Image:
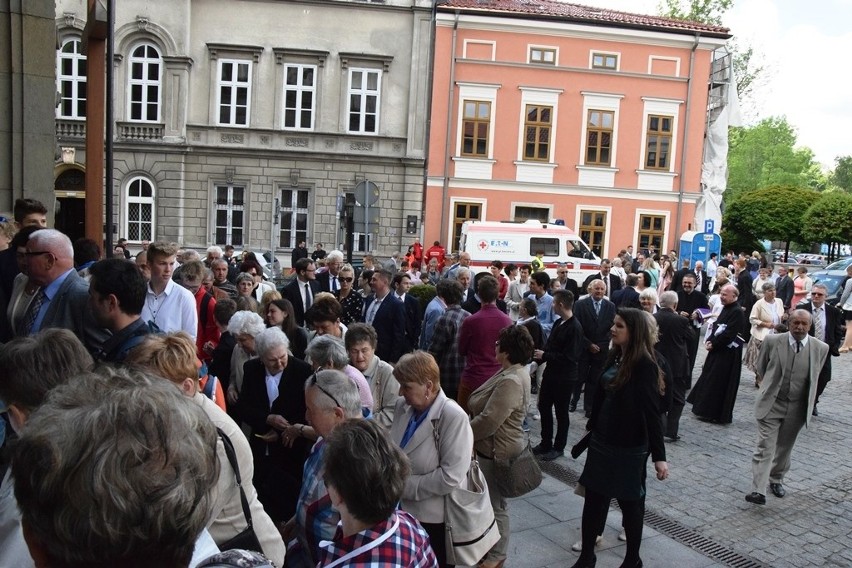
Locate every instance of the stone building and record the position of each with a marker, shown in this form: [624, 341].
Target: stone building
[249, 122]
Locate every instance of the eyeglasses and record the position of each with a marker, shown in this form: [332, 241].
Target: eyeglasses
[314, 383]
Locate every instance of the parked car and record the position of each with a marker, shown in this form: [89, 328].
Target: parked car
[833, 280]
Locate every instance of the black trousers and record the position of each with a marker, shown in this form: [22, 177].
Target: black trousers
[679, 387]
[554, 395]
[595, 511]
[824, 377]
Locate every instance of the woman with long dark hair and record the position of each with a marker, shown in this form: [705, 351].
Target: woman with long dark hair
[280, 313]
[625, 427]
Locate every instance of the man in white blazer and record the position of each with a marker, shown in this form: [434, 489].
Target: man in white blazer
[790, 364]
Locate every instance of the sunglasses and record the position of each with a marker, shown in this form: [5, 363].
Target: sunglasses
[314, 383]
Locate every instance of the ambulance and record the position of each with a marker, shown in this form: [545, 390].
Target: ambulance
[517, 242]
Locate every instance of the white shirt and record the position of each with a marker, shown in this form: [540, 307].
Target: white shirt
[172, 310]
[272, 382]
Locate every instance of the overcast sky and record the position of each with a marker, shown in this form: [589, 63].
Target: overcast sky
[804, 47]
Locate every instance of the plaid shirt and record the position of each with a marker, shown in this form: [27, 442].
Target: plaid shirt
[315, 518]
[445, 346]
[407, 547]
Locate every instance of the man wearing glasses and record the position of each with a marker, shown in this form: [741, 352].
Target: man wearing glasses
[63, 295]
[827, 326]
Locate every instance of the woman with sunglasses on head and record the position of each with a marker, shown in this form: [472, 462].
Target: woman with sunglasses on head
[350, 300]
[625, 427]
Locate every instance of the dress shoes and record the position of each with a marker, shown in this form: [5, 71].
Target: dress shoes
[552, 455]
[540, 450]
[756, 498]
[585, 562]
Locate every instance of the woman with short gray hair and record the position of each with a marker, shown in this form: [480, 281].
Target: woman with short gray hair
[244, 326]
[272, 399]
[328, 352]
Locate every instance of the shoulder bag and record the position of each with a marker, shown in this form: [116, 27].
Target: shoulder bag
[247, 539]
[469, 523]
[517, 476]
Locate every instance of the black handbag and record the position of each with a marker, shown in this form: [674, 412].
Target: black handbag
[517, 476]
[246, 539]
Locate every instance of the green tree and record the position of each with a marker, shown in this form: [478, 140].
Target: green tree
[829, 219]
[774, 213]
[842, 175]
[765, 155]
[707, 11]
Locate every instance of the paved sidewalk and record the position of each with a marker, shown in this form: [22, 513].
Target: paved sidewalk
[710, 473]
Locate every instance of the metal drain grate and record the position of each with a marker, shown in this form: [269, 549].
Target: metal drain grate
[668, 527]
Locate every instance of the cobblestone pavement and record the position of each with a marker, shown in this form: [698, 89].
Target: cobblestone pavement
[710, 473]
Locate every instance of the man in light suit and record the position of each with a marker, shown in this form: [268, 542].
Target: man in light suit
[790, 364]
[63, 298]
[386, 313]
[611, 281]
[827, 326]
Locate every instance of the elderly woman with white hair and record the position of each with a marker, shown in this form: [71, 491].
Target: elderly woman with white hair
[648, 300]
[244, 326]
[329, 352]
[272, 398]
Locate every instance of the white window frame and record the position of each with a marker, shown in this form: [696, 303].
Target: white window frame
[234, 84]
[615, 54]
[300, 89]
[364, 93]
[543, 49]
[144, 82]
[538, 97]
[292, 208]
[75, 78]
[142, 202]
[230, 207]
[660, 107]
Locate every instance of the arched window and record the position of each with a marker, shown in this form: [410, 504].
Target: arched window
[139, 210]
[144, 81]
[71, 80]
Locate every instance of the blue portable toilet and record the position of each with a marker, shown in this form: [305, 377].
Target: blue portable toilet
[698, 246]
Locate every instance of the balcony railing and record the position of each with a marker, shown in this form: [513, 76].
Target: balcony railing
[68, 128]
[140, 130]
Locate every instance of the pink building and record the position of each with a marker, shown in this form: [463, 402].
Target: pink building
[547, 110]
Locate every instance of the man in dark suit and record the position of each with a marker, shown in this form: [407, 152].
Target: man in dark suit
[678, 276]
[827, 326]
[688, 300]
[62, 300]
[675, 333]
[302, 289]
[278, 467]
[384, 311]
[628, 297]
[596, 315]
[328, 279]
[413, 313]
[784, 287]
[611, 281]
[561, 354]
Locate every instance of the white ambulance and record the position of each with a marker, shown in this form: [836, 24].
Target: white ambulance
[518, 242]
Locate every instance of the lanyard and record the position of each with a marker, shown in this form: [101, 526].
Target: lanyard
[361, 549]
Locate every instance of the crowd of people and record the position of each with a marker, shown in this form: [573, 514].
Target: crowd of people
[179, 410]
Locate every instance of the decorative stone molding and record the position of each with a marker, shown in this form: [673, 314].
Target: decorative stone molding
[383, 60]
[251, 50]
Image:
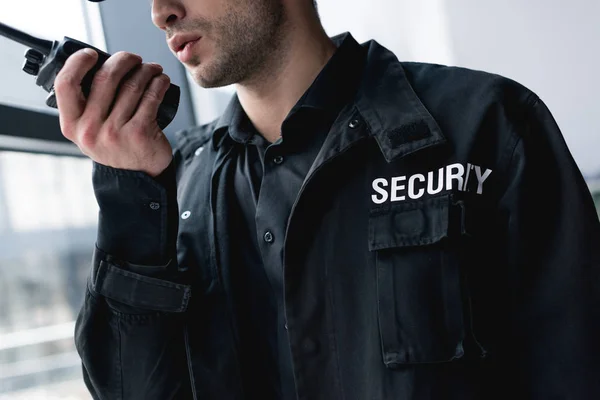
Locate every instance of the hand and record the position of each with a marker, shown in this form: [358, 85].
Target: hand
[116, 125]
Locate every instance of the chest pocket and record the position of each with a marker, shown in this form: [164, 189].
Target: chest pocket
[420, 304]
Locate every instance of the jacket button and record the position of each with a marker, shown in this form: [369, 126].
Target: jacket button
[268, 237]
[309, 346]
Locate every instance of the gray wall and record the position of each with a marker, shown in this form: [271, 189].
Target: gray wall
[550, 46]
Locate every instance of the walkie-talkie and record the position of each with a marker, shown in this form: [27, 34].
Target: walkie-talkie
[45, 59]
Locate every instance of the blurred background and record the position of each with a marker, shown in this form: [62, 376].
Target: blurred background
[47, 208]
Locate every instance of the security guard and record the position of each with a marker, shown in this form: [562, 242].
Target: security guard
[352, 227]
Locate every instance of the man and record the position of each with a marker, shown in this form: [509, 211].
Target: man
[352, 227]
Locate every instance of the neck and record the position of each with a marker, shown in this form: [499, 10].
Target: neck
[268, 97]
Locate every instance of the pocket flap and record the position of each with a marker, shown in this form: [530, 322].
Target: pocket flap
[409, 224]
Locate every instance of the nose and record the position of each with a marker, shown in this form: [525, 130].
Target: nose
[165, 13]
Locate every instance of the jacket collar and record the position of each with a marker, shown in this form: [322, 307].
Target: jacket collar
[396, 116]
[393, 112]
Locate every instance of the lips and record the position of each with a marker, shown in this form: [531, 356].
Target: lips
[179, 42]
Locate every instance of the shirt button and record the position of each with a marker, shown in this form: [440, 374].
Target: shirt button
[269, 237]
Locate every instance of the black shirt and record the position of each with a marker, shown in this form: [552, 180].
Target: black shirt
[267, 180]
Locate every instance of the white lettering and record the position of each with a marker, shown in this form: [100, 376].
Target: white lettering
[450, 176]
[481, 178]
[469, 168]
[396, 187]
[411, 186]
[378, 185]
[430, 188]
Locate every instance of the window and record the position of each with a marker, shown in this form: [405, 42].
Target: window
[48, 215]
[47, 230]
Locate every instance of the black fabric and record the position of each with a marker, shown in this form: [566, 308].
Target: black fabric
[444, 245]
[267, 180]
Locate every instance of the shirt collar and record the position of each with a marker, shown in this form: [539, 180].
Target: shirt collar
[330, 91]
[385, 100]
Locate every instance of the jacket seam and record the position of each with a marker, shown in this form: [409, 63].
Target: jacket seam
[120, 357]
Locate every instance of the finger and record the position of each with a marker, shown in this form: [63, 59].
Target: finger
[106, 82]
[153, 96]
[131, 91]
[67, 85]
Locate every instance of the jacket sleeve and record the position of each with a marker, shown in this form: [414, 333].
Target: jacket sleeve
[551, 249]
[130, 330]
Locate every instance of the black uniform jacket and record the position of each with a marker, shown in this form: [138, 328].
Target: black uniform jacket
[444, 245]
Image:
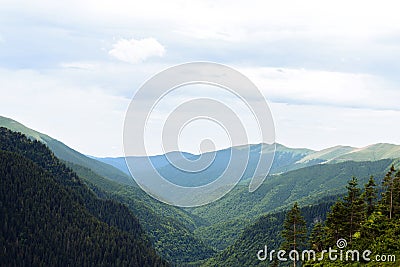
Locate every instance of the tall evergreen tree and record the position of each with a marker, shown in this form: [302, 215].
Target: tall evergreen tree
[388, 192]
[294, 232]
[346, 216]
[317, 237]
[370, 196]
[354, 207]
[334, 223]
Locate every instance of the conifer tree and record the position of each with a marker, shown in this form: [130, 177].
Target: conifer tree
[334, 223]
[370, 196]
[317, 237]
[388, 193]
[294, 233]
[354, 207]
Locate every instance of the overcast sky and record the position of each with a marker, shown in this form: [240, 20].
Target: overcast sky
[329, 69]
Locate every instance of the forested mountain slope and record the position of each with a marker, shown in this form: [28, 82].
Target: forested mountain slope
[49, 217]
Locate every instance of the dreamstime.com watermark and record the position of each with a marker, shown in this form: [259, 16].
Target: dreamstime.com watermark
[330, 254]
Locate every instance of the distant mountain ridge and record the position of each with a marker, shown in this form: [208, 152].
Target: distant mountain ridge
[286, 158]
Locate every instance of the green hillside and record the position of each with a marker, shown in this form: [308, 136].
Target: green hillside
[66, 153]
[165, 225]
[278, 192]
[49, 217]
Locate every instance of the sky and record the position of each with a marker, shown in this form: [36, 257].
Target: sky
[328, 69]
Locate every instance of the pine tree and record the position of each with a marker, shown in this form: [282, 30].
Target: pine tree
[317, 237]
[294, 233]
[370, 196]
[354, 207]
[388, 192]
[334, 223]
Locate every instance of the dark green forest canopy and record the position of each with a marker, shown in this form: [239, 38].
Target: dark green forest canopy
[49, 217]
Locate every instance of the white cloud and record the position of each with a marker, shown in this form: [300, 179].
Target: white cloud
[85, 118]
[315, 87]
[135, 51]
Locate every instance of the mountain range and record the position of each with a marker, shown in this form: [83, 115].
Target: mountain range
[196, 235]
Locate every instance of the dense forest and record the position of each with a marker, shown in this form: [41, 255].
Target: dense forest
[62, 212]
[50, 217]
[365, 219]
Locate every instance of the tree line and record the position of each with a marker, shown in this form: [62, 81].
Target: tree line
[366, 218]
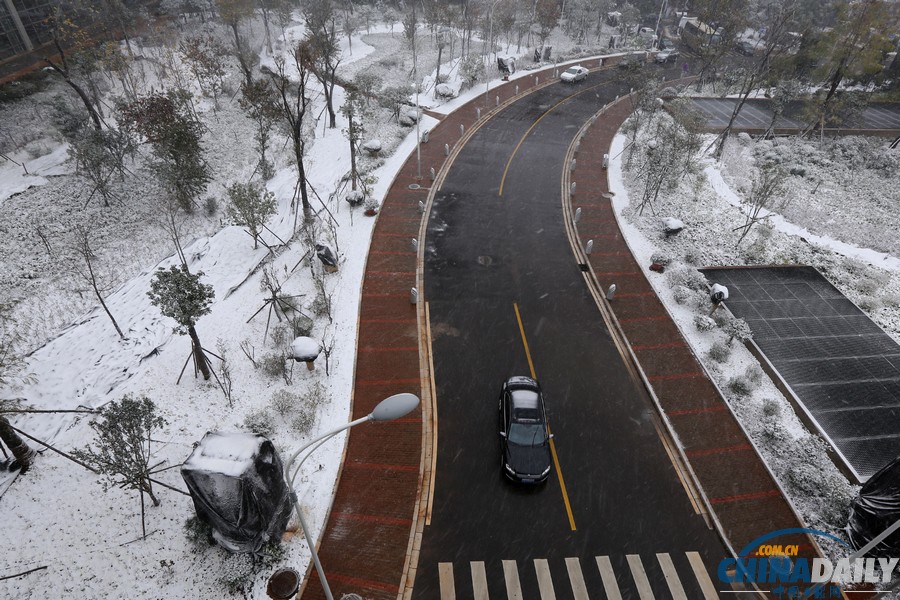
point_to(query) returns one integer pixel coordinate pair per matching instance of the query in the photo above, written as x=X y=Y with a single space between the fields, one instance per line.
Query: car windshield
x=526 y=433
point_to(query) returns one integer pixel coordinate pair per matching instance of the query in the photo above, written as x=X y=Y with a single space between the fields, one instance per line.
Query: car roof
x=524 y=399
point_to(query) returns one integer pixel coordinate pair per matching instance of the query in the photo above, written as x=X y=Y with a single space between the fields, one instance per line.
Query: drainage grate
x=841 y=367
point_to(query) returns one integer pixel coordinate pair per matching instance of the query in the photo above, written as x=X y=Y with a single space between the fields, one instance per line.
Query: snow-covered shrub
x=661 y=258
x=689 y=277
x=737 y=329
x=259 y=421
x=682 y=294
x=307 y=409
x=471 y=69
x=719 y=352
x=739 y=385
x=273 y=364
x=301 y=325
x=284 y=401
x=871 y=282
x=754 y=374
x=704 y=323
x=869 y=303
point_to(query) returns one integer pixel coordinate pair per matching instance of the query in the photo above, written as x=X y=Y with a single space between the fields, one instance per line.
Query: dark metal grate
x=840 y=365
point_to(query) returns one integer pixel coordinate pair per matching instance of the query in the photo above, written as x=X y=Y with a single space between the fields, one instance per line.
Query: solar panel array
x=842 y=368
x=757 y=114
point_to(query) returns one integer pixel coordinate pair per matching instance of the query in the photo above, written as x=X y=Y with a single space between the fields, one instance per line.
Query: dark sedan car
x=524 y=435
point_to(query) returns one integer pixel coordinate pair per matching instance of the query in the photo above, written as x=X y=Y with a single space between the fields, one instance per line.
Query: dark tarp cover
x=238 y=487
x=876 y=508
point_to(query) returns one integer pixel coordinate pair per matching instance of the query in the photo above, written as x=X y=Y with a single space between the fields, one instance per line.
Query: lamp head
x=394 y=407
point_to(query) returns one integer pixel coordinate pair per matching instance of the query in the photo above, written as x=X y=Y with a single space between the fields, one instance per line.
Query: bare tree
x=767 y=188
x=854 y=46
x=781 y=21
x=322 y=44
x=88 y=269
x=294 y=105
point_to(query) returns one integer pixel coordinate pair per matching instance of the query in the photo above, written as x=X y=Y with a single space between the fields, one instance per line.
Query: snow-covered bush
x=273 y=364
x=306 y=410
x=704 y=323
x=682 y=294
x=259 y=421
x=719 y=352
x=471 y=70
x=737 y=329
x=284 y=401
x=688 y=277
x=740 y=385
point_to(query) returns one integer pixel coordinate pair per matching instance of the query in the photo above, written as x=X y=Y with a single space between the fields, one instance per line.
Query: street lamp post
x=487 y=83
x=390 y=408
x=662 y=7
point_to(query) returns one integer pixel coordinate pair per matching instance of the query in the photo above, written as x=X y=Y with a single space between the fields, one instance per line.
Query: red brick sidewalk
x=373 y=530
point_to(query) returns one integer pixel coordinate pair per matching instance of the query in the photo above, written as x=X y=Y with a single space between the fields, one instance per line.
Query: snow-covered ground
x=58 y=517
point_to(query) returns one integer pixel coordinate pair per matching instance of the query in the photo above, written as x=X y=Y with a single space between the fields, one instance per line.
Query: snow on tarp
x=875 y=509
x=236 y=482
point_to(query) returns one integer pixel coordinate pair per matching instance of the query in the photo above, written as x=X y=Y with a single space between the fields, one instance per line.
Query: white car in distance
x=574 y=74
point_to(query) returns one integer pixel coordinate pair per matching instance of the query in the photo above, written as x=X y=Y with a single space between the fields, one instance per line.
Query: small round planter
x=283 y=584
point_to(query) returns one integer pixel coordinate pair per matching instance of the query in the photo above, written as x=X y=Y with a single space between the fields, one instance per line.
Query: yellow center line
x=533 y=125
x=562 y=483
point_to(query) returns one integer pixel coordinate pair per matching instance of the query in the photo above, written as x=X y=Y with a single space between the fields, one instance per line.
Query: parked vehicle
x=524 y=433
x=667 y=56
x=574 y=74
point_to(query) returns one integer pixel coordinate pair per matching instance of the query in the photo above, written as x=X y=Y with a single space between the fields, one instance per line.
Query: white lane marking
x=545 y=582
x=576 y=578
x=511 y=575
x=445 y=575
x=479 y=580
x=706 y=584
x=668 y=567
x=609 y=578
x=640 y=576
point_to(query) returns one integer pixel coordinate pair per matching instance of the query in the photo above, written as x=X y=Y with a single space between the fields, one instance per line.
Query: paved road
x=506 y=296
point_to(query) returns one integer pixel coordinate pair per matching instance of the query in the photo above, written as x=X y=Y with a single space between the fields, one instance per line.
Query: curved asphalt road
x=493 y=261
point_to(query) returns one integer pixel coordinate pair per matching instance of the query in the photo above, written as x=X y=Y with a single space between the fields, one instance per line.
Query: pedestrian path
x=566 y=578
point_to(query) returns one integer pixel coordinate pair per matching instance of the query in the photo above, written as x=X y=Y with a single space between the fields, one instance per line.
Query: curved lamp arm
x=390 y=408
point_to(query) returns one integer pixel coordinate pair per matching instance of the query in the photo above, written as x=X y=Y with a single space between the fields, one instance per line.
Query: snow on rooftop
x=226 y=453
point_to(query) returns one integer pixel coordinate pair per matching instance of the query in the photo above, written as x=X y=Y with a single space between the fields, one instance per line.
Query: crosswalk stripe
x=609 y=578
x=445 y=576
x=668 y=567
x=706 y=584
x=545 y=583
x=640 y=576
x=511 y=575
x=576 y=578
x=479 y=580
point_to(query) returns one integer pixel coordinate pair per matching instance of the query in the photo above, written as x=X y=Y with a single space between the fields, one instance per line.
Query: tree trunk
x=95 y=117
x=199 y=356
x=23 y=453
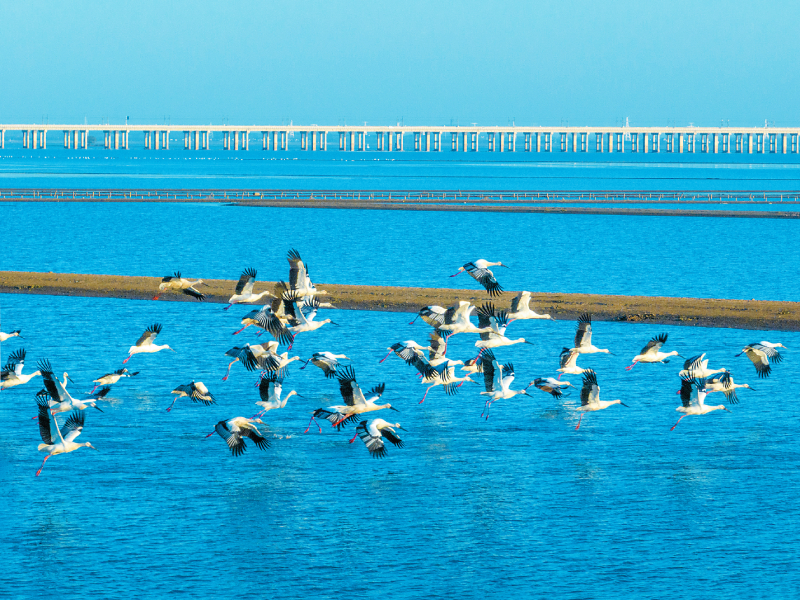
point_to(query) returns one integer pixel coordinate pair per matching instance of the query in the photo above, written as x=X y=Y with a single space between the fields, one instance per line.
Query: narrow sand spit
x=741 y=314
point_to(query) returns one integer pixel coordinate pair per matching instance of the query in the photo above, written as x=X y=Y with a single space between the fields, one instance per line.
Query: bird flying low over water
x=8 y=336
x=693 y=395
x=244 y=289
x=64 y=439
x=234 y=430
x=327 y=361
x=112 y=378
x=497 y=380
x=583 y=337
x=176 y=283
x=554 y=387
x=145 y=345
x=196 y=391
x=590 y=396
x=496 y=323
x=270 y=389
x=652 y=352
x=723 y=382
x=11 y=375
x=479 y=270
x=299 y=280
x=520 y=309
x=355 y=401
x=697 y=367
x=761 y=354
x=568 y=363
x=374 y=431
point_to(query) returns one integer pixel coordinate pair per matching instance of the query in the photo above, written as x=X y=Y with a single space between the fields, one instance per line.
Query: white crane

**Work order**
Once the line with "Target: man in dark suit" is found above, print it and every line after it through the line with "Locate every instance of the pocket", exactly. Pictures stay out.

**Response**
Target: man in dark suit
[678, 276]
[827, 326]
[688, 300]
[62, 300]
[675, 333]
[302, 289]
[278, 467]
[384, 311]
[628, 297]
[596, 315]
[328, 279]
[413, 313]
[784, 287]
[611, 281]
[561, 354]
Locate every instance of the white ambulance and record the position of each with a marker, shown in this form: [836, 24].
Target: white ambulance
[518, 242]
Locate every instance of the lanyard and record the position of each with a marker, shown in this form: [101, 526].
Target: lanyard
[361, 549]
Locate every instance of the crowd of people and record the position of each with a marker, shown in this form: [573, 514].
Target: crowd of people
[179, 410]
Locate every instance of the decorative stone molding and record the position of each with a marker, shown in this form: [673, 314].
Target: decorative stone molding
[383, 60]
[251, 50]
Image:
Locate every instance of the hand and record the position of each with a marker, shown in this form: [358, 85].
Target: hand
[116, 125]
Locate every instance of the chest pocket and record the position of each with a marker, shown in this form: [164, 189].
Target: chest pocket
[420, 304]
Locate every instance of the jacket button and record the position of each with a marker, shown in this form: [369, 126].
Target: jacket button
[268, 237]
[309, 346]
Locate every instance of the gray wall and record the position of each with a marker, shown in this form: [271, 189].
Target: gray wall
[550, 46]
Locate every instance of the walkie-talkie and record the position of each with a marker, shown in this form: [27, 34].
Target: walkie-talkie
[45, 59]
Locate every instance of the blurred background and record the position of each with a marker, shown in this form: [62, 376].
Target: blurred background
[47, 208]
Locate every instance of the security guard and record the position of each with a marker, shown in this form: [562, 242].
Target: security guard
[352, 227]
Locate every instance of the man and record the position of each with a marker, shown in this form: [509, 211].
Target: man
[352, 227]
Locate every instance of the neck and record the position of each with a marker, shown in this form: [499, 10].
Target: neck
[268, 97]
Locate every instance of the pocket flap and record the position of each with a marker, shown in this form: [530, 322].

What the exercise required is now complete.